Items from a data source:
START

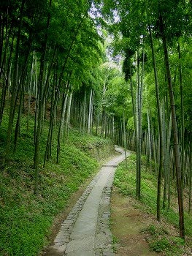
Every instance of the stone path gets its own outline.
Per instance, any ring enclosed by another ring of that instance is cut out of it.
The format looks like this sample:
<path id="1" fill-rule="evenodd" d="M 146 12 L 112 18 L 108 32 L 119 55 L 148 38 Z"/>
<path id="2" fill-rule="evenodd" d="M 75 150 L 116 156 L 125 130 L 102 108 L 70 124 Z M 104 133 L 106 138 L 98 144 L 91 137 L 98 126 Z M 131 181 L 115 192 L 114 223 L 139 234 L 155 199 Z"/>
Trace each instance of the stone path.
<path id="1" fill-rule="evenodd" d="M 115 168 L 125 159 L 121 154 L 104 165 L 61 225 L 50 255 L 111 256 L 110 230 L 111 187 Z"/>

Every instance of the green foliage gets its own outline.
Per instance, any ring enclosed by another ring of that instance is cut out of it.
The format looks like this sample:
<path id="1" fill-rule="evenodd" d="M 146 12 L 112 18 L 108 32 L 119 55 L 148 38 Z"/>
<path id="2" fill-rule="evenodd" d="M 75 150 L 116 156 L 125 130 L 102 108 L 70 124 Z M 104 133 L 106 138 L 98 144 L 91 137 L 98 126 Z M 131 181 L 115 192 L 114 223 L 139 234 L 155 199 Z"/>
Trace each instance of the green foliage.
<path id="1" fill-rule="evenodd" d="M 61 145 L 58 165 L 53 160 L 56 154 L 55 143 L 53 159 L 39 172 L 39 195 L 34 195 L 34 170 L 33 121 L 30 119 L 27 132 L 21 126 L 17 151 L 11 155 L 10 166 L 0 173 L 0 255 L 2 256 L 35 256 L 47 244 L 53 222 L 66 207 L 70 196 L 98 170 L 98 162 L 92 151 L 85 148 L 108 147 L 110 140 L 83 136 L 70 132 L 66 143 Z M 5 138 L 6 118 L 1 127 L 0 158 Z M 42 135 L 42 145 L 46 142 L 47 124 Z M 55 137 L 55 135 L 53 135 Z M 42 163 L 45 146 L 42 147 Z M 107 156 L 107 154 L 106 154 Z"/>
<path id="2" fill-rule="evenodd" d="M 121 193 L 126 195 L 131 195 L 135 197 L 136 189 L 136 154 L 131 155 L 127 160 L 127 168 L 125 163 L 122 163 L 117 168 L 114 184 L 119 188 Z M 142 184 L 141 184 L 141 200 L 135 206 L 142 211 L 150 212 L 153 214 L 156 213 L 156 184 L 157 177 L 154 171 L 150 171 L 146 167 L 146 157 L 142 157 Z M 162 204 L 162 202 L 161 202 Z M 173 208 L 161 210 L 162 216 L 168 222 L 174 227 L 178 227 L 178 213 Z M 188 245 L 191 246 L 191 216 L 185 213 L 185 227 L 186 236 L 189 236 Z M 185 241 L 177 236 L 171 236 L 167 227 L 163 225 L 150 225 L 147 228 L 142 230 L 150 235 L 147 241 L 150 248 L 155 252 L 163 252 L 166 256 L 179 256 L 184 252 Z"/>
<path id="3" fill-rule="evenodd" d="M 166 238 L 162 238 L 156 241 L 153 241 L 150 244 L 150 248 L 153 251 L 155 252 L 164 252 L 164 250 L 169 250 L 171 248 L 171 244 Z"/>

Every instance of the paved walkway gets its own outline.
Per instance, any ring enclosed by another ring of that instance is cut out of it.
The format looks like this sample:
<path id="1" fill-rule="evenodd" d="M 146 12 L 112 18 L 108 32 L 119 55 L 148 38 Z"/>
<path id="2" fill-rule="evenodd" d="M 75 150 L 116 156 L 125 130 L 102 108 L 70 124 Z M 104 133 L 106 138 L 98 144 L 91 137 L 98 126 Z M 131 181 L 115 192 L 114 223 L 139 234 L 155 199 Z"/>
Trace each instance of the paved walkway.
<path id="1" fill-rule="evenodd" d="M 112 237 L 109 227 L 111 187 L 120 155 L 104 165 L 61 225 L 50 255 L 112 256 Z"/>

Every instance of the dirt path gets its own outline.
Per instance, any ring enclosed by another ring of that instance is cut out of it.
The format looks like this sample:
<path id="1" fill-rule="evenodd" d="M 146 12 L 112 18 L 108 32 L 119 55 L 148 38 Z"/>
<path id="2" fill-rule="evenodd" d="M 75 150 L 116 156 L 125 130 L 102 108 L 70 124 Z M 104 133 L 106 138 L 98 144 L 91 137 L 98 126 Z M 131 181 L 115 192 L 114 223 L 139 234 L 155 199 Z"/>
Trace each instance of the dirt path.
<path id="1" fill-rule="evenodd" d="M 114 255 L 110 230 L 110 194 L 118 164 L 125 159 L 120 153 L 103 165 L 62 222 L 53 244 L 46 250 L 52 256 Z"/>
<path id="2" fill-rule="evenodd" d="M 111 230 L 116 241 L 117 256 L 155 256 L 141 230 L 150 223 L 151 216 L 135 207 L 136 200 L 118 193 L 114 187 L 111 199 Z"/>

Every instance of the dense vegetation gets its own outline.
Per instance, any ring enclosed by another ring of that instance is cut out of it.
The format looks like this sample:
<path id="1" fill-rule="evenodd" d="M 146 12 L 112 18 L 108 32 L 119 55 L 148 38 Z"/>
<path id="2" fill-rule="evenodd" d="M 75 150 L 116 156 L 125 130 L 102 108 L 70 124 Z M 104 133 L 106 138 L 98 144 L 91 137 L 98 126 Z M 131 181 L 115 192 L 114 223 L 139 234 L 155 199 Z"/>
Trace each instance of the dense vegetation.
<path id="1" fill-rule="evenodd" d="M 23 120 L 25 124 L 26 120 Z M 39 196 L 34 193 L 34 171 L 33 121 L 28 131 L 20 130 L 17 152 L 10 155 L 9 168 L 0 173 L 0 255 L 37 255 L 47 244 L 54 219 L 68 206 L 70 196 L 88 178 L 98 170 L 98 160 L 113 152 L 110 140 L 69 132 L 67 143 L 61 144 L 61 160 L 50 160 L 42 168 L 41 154 Z M 1 148 L 6 142 L 6 126 L 2 123 Z M 45 126 L 41 143 L 45 148 L 48 133 Z M 53 132 L 53 155 L 56 155 L 56 133 Z M 45 148 L 44 148 L 45 149 Z"/>
<path id="2" fill-rule="evenodd" d="M 131 152 L 126 164 L 121 164 L 117 169 L 114 184 L 118 188 L 118 191 L 125 196 L 133 197 L 137 199 L 135 195 L 137 165 L 137 157 L 134 152 Z M 142 156 L 142 197 L 139 201 L 135 201 L 134 207 L 139 208 L 145 214 L 150 214 L 148 226 L 140 232 L 146 233 L 146 240 L 148 241 L 152 250 L 163 252 L 166 256 L 191 255 L 192 248 L 192 230 L 191 215 L 188 212 L 185 214 L 185 244 L 179 237 L 178 214 L 177 210 L 177 196 L 175 194 L 175 184 L 172 183 L 171 189 L 171 207 L 168 209 L 161 209 L 161 222 L 155 222 L 150 216 L 155 215 L 157 196 L 156 176 L 154 176 L 155 166 L 150 166 L 145 156 Z M 188 197 L 184 197 L 186 203 Z M 161 200 L 161 203 L 163 203 Z"/>
<path id="3" fill-rule="evenodd" d="M 151 170 L 155 165 L 158 220 L 177 184 L 185 238 L 184 211 L 191 212 L 191 1 L 4 0 L 0 7 L 2 209 L 9 184 L 19 188 L 20 177 L 40 200 L 45 170 L 53 161 L 55 170 L 67 166 L 65 148 L 75 152 L 69 138 L 76 127 L 136 151 L 139 200 L 142 154 Z"/>

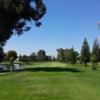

END

What you are asked to do: Switch "stone path" to "brick path" in the entries from the start of the entries through the line containing "115 168 L 125", both ends included, and reproduce those lines with nothing else altered. Leave the pictures out of your answer.

The completed task:
Every instance of the brick path gets its own outline.
Per instance, any ring enclosed by another ring of that instance is cut out of it.
The format looks like this sample:
<path id="1" fill-rule="evenodd" d="M 146 12 L 112 18 L 108 32 L 119 55 L 148 38 Z"/>
<path id="2" fill-rule="evenodd" d="M 75 150 L 116 156 L 125 130 L 102 108 L 70 124 Z M 104 133 L 106 138 L 98 144 L 91 137 L 98 126 Z M 131 181 L 115 192 L 114 223 L 139 234 L 155 199 Z"/>
Trace each instance of the brick path.
<path id="1" fill-rule="evenodd" d="M 115 168 L 125 159 L 121 154 L 104 165 L 61 225 L 50 255 L 111 256 L 110 230 L 111 187 Z"/>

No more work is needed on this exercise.